Lerntext

┄┄┄┄┄┄┄┄┄┄┄┄┄┄┄┄┄┄┄┄

Auch für die Klage der Eigentümerfirma der Meinl Bank Far East gegen die Republik Österreich wegen angeblicher Wertschädigung der Bank durch das österreichische Justizsystem erscheint der Begriff "frivol" durchaus passend. Der Prozess gegen die Meinl-Bank wegen Anlegerschädigung und Betrug wird da als Rachefeldzug dargestellt, der letztlich auf eine "Enteignung der maltesischen Eigentümerfirma" hinauslaufe. Möglich wurde die Klage der "maltesischen" Firma Far East, die zuvor in Holland ansässig war, durch das 2002 unterzeichnete und seit 2004 gültige Investorenschutzabkommen Österreichs mit der Republik Malta. Während dies eines der wenigen ISDS-Abkommen Österreichs mit einem Drittstaat ist, besteht kein solches Abkommen zwischen den Niederlanden und Österreich.

Das im Rahmen von TTIP entwickelte, neue Verfahren solle in Folge auf bereits abgeschlossene Freihandelsverträge angewendet werden. Das bereits ausverhandelte Freihandelsabkommen CETA der EU und Kanada wird deshalb nicht mehr geöffnet, sagte Malmström am Freitag, auch wenn es noch solche "altmodischen" Klauseln zum Investorenschutz enthalte. Angesichts der juristische Komplexität sei allerdings mit einer entsprechenden Zeitdauer einer solchen Transition in ein neues ISDS-Regime zu rechnen.

Grafik des Prozedere zur Einsicht in die TTIP-Verhandlungen

Campact

Neben den ISDS-Klauseln steht vor allem die Intransparenz der TTIP-Verhandlungen im Fokus der Kritik.

┄┄┄┄┄┄┄┄┄┄┄┄┄┄┄┄┄┄┄┄

Gezeigte Datensätze
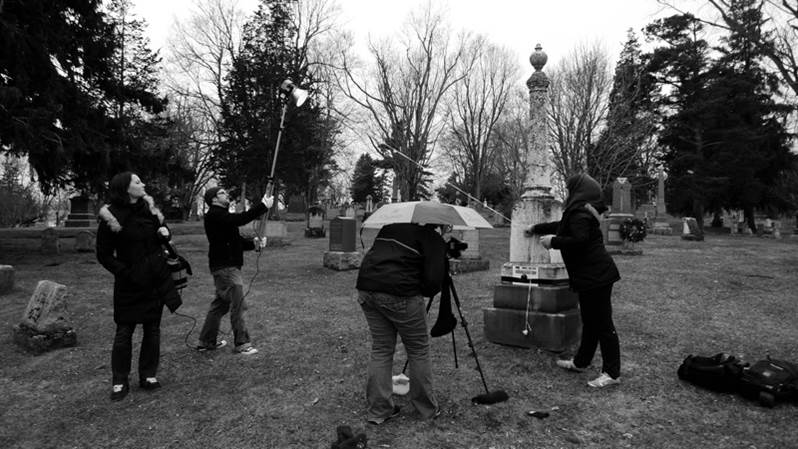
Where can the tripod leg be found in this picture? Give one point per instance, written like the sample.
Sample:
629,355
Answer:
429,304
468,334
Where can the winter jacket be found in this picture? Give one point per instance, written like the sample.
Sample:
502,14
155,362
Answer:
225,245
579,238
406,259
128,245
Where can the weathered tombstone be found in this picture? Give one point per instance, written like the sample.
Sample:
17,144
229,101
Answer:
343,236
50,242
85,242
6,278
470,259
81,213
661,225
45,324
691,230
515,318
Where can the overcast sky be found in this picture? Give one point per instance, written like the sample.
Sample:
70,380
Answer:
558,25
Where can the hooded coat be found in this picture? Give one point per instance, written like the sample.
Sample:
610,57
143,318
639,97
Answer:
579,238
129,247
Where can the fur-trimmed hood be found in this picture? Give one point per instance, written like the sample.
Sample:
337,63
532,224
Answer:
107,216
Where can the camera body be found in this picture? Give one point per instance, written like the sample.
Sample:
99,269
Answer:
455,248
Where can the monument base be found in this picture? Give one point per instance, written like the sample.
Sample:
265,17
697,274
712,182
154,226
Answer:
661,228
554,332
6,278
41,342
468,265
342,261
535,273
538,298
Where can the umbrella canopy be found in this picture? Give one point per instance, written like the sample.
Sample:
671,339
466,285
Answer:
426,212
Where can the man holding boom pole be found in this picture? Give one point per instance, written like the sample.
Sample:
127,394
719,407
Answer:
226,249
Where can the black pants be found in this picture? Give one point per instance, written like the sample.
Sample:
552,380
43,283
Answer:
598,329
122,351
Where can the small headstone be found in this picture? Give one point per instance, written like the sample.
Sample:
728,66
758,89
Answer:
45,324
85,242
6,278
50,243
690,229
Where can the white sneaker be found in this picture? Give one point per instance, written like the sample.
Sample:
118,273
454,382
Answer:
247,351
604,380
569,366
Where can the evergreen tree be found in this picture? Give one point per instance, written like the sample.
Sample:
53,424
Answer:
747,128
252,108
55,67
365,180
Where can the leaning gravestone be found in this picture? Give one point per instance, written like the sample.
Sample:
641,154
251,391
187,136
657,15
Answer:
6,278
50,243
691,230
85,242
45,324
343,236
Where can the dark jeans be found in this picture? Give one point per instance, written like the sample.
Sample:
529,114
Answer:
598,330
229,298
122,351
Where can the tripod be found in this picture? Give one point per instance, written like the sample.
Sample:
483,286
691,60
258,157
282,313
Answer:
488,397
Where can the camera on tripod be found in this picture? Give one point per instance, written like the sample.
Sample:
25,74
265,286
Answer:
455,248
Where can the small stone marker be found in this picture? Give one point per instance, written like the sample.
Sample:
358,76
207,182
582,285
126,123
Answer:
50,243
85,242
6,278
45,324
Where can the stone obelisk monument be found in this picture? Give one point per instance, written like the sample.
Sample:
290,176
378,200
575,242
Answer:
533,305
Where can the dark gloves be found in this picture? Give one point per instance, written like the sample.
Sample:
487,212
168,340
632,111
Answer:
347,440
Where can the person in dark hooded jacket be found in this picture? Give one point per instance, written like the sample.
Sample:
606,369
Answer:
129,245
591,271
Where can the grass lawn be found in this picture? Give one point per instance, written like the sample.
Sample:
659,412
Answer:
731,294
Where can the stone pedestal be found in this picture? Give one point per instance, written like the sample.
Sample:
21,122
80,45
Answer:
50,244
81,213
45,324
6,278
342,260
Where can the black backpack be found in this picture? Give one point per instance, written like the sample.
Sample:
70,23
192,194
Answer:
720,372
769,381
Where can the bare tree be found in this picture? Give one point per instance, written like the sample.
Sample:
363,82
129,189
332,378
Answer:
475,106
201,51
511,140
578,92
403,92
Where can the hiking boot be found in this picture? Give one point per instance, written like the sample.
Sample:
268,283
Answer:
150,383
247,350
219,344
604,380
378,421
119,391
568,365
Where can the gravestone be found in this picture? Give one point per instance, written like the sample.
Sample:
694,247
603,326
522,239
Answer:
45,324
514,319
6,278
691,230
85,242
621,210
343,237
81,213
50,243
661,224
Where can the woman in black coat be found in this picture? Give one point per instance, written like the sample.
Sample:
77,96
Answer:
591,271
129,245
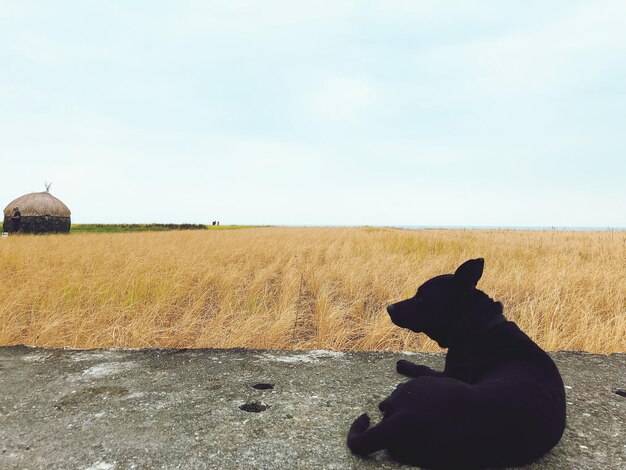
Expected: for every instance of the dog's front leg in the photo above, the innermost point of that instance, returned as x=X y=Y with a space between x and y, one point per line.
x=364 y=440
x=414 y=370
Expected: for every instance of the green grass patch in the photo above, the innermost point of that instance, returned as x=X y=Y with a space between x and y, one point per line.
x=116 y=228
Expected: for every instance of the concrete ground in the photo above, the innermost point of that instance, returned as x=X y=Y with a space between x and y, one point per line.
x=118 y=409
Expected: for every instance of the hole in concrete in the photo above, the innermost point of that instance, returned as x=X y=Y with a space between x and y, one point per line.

┄┄┄┄┄┄┄┄┄┄┄┄┄┄┄┄┄┄┄┄

Übungen
a. Seit welchem Jahr ist laut dem Lerntext das Investorenschutzabkommen Österreichs mit der Republik Malta gültig?
b. Führe den Lerntext über Investorenschutz und die TTIP-Verhandlungen im Anschluss an seinen letzten Satz fort.
Die Datensätze stehen in keinem Zusammenhang mit dem Lerntext.

Lösungen
a. Seit 2004.

b.
Details zu TTIP-Fortschritten

Am Rande dieser öffentlichen Fragestunde berichtete die Handelskommissarin auch kurz über Fortschritte in den Verhandlungen. Wie es aussehe, werde eine Einigung auf gemeinsame Zulassungsstandards für Kosmetika zunehmend unwahrscheinlich, weil die Ansätze in der Zulassung auf beiden Seiten des Atlantiks zu unterschiedlich seien, sagte Malmström. Im ebenfalls sehr umstrittenen Bereich der gegenseitigen Anerkennung technischer Standards habe es zwar Fortschritte gegeben, Herzeigbares habe man aber noch nicht vorzuweisen.

Anders als in Europa existiert in den USA kein harmonisiertes Standardisierungsmodell, sondern man folgt Industrienormen auf "freiwilliger" Basis. Tatsächlich bestimmen die stärksten Player auf dem Markt die Norm

Die europäischen Normeninstitute CEN und CENELEC hatten erst im Juli vor einer Destabilisierung des europäischen Standardisierungssystems durch TTIP gewarnt. Durch die vorgesehene Anerkennung von US-Normen als gleichwertig mit jenen der EU würde das fundamentale Prinzip eines EU-Standards für alle Mitgliedsstaaten gebrochen und 30 Jahre erfolgreicher Entwicklung europäischer Industriestandards aufs Spiel gesetzt, heißt es im Positionspapier von CEN/CENELEC. US-Firmen würden gegenüber ihren europäischen Konkurrenten zudem begünstigt, weil europäische Firmen an die EU-Vorgaben gebunden seien, während sich Unternehmen aus den USA beim Export nach Europa alleine auf die US-Normen berufen könnten.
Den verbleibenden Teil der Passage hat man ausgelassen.